## Task brief
Each and every line below goes into your answer unchanged, but leave out the images.

## Study material
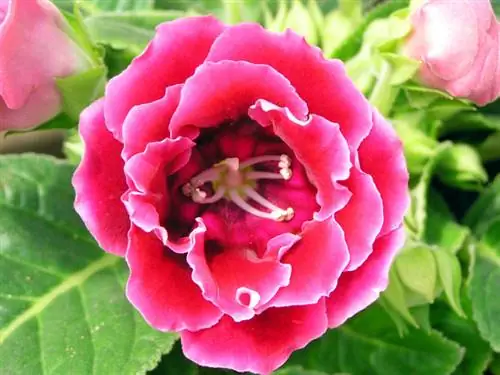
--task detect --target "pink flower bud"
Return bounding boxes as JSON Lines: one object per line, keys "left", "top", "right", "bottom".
{"left": 406, "top": 0, "right": 500, "bottom": 106}
{"left": 0, "top": 0, "right": 89, "bottom": 131}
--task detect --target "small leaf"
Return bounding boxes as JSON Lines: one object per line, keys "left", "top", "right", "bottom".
{"left": 380, "top": 53, "right": 420, "bottom": 85}
{"left": 436, "top": 143, "right": 488, "bottom": 191}
{"left": 396, "top": 245, "right": 437, "bottom": 303}
{"left": 424, "top": 189, "right": 469, "bottom": 254}
{"left": 432, "top": 250, "right": 466, "bottom": 317}
{"left": 0, "top": 155, "right": 177, "bottom": 374}
{"left": 463, "top": 176, "right": 500, "bottom": 237}
{"left": 56, "top": 66, "right": 107, "bottom": 121}
{"left": 407, "top": 142, "right": 452, "bottom": 238}
{"left": 381, "top": 269, "right": 419, "bottom": 327}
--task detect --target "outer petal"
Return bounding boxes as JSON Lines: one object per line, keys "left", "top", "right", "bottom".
{"left": 126, "top": 225, "right": 222, "bottom": 332}
{"left": 121, "top": 84, "right": 182, "bottom": 160}
{"left": 358, "top": 110, "right": 409, "bottom": 236}
{"left": 104, "top": 16, "right": 225, "bottom": 141}
{"left": 326, "top": 226, "right": 405, "bottom": 328}
{"left": 0, "top": 0, "right": 87, "bottom": 109}
{"left": 206, "top": 24, "right": 372, "bottom": 148}
{"left": 265, "top": 218, "right": 349, "bottom": 308}
{"left": 73, "top": 99, "right": 129, "bottom": 256}
{"left": 336, "top": 163, "right": 384, "bottom": 271}
{"left": 249, "top": 100, "right": 352, "bottom": 220}
{"left": 181, "top": 300, "right": 328, "bottom": 374}
{"left": 0, "top": 82, "right": 60, "bottom": 131}
{"left": 187, "top": 243, "right": 291, "bottom": 322}
{"left": 169, "top": 60, "right": 308, "bottom": 138}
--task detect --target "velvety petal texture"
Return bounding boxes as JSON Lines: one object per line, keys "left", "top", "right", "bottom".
{"left": 0, "top": 0, "right": 88, "bottom": 130}
{"left": 73, "top": 15, "right": 409, "bottom": 375}
{"left": 73, "top": 100, "right": 130, "bottom": 256}
{"left": 406, "top": 0, "right": 500, "bottom": 105}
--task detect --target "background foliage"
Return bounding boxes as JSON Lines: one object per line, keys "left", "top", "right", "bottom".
{"left": 1, "top": 0, "right": 500, "bottom": 374}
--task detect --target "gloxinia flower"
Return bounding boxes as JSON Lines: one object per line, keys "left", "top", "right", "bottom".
{"left": 73, "top": 16, "right": 409, "bottom": 374}
{"left": 0, "top": 0, "right": 89, "bottom": 131}
{"left": 406, "top": 0, "right": 500, "bottom": 106}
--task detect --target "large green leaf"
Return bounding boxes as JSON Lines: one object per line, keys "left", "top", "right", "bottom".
{"left": 468, "top": 224, "right": 500, "bottom": 352}
{"left": 0, "top": 154, "right": 177, "bottom": 374}
{"left": 287, "top": 305, "right": 463, "bottom": 375}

## Response to the task
--task detect --target "pink flower bud"
Return bounding boxes as JSON Lines: one object per line, keys "left", "top", "right", "bottom".
{"left": 406, "top": 0, "right": 500, "bottom": 106}
{"left": 0, "top": 0, "right": 89, "bottom": 131}
--task detect --target "small leaf"
Return bounding boxes as JSON Lines: one object per line, keys "left", "top", "right", "bottom".
{"left": 380, "top": 53, "right": 420, "bottom": 85}
{"left": 436, "top": 143, "right": 488, "bottom": 191}
{"left": 396, "top": 245, "right": 437, "bottom": 303}
{"left": 424, "top": 189, "right": 469, "bottom": 254}
{"left": 432, "top": 250, "right": 466, "bottom": 317}
{"left": 0, "top": 155, "right": 177, "bottom": 374}
{"left": 463, "top": 176, "right": 500, "bottom": 237}
{"left": 56, "top": 66, "right": 107, "bottom": 121}
{"left": 407, "top": 142, "right": 452, "bottom": 238}
{"left": 381, "top": 269, "right": 419, "bottom": 327}
--task detect --target "outer petal"
Return bounding boxes as JSON Lines: one object per line, keys "left", "top", "right", "bottom".
{"left": 126, "top": 225, "right": 222, "bottom": 332}
{"left": 121, "top": 84, "right": 182, "bottom": 160}
{"left": 358, "top": 110, "right": 409, "bottom": 236}
{"left": 104, "top": 16, "right": 225, "bottom": 141}
{"left": 326, "top": 226, "right": 405, "bottom": 328}
{"left": 0, "top": 0, "right": 87, "bottom": 109}
{"left": 206, "top": 24, "right": 372, "bottom": 148}
{"left": 265, "top": 218, "right": 349, "bottom": 308}
{"left": 73, "top": 99, "right": 129, "bottom": 256}
{"left": 336, "top": 163, "right": 384, "bottom": 271}
{"left": 249, "top": 100, "right": 352, "bottom": 220}
{"left": 181, "top": 300, "right": 328, "bottom": 374}
{"left": 0, "top": 82, "right": 60, "bottom": 131}
{"left": 187, "top": 243, "right": 291, "bottom": 322}
{"left": 169, "top": 60, "right": 308, "bottom": 138}
--task detect --target "velvety petal texture"
Return bounding boxes as JSON Lines: one object per line, keys "left", "top", "right", "bottom".
{"left": 0, "top": 0, "right": 88, "bottom": 130}
{"left": 73, "top": 15, "right": 409, "bottom": 375}
{"left": 73, "top": 100, "right": 130, "bottom": 256}
{"left": 406, "top": 0, "right": 500, "bottom": 105}
--task detect --target "background foliage"
Return bounding boxes as JSON Lines: one object per line, keys "left", "top", "right", "bottom".
{"left": 1, "top": 0, "right": 500, "bottom": 374}
--task detect --target "gloxinia flower"
Return bounding boxes as JSON Lines: one object per line, keys "left", "top", "right", "bottom".
{"left": 73, "top": 16, "right": 409, "bottom": 374}
{"left": 0, "top": 0, "right": 89, "bottom": 131}
{"left": 406, "top": 0, "right": 500, "bottom": 106}
--task detect --target "large green leaf"
Return bounding boxes as JSON Lines: one object per line, keys "left", "top", "right", "bottom".
{"left": 468, "top": 224, "right": 500, "bottom": 352}
{"left": 0, "top": 154, "right": 177, "bottom": 374}
{"left": 287, "top": 305, "right": 463, "bottom": 375}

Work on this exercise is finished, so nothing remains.